» EXERCISE DIRECTIONS
In the records below, count each line where the word "Target" appears, and reply with that number only.

[[ GIVEN RECORDS open ]]

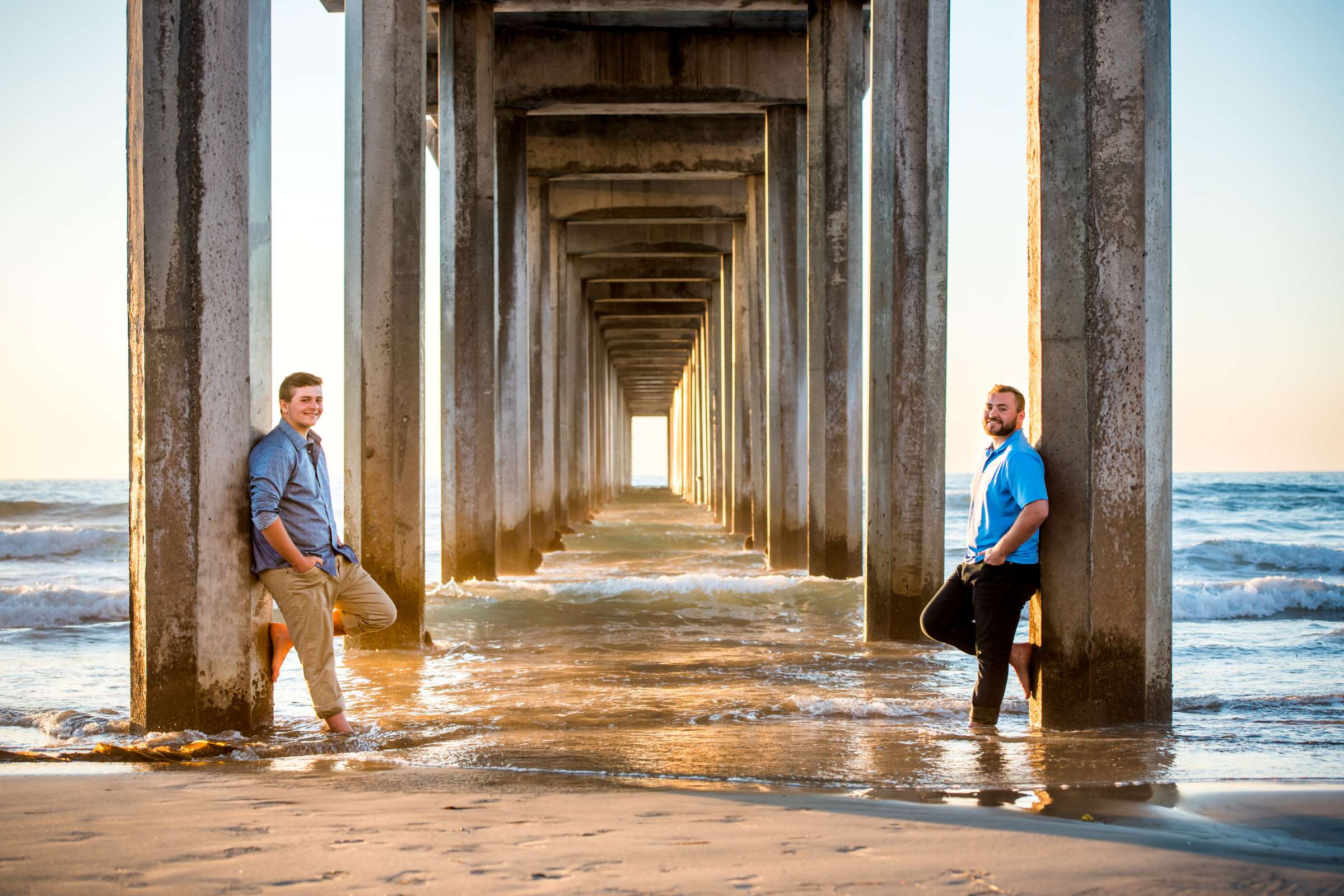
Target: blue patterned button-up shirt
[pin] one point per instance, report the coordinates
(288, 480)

[[ GIVEN RECORDS closed ]]
[[ GIVEN RECORDS open ]]

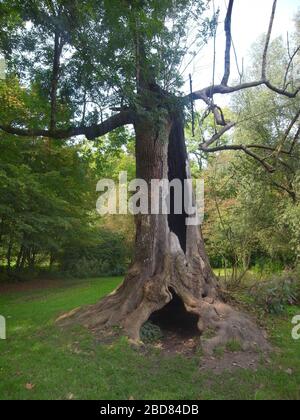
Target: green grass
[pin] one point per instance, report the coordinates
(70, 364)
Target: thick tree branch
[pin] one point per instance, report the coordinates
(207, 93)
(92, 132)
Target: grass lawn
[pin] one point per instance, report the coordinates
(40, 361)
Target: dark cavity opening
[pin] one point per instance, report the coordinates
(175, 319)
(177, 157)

[[ GIVEN RECORDS closed ]]

» TASK SOLUTION
5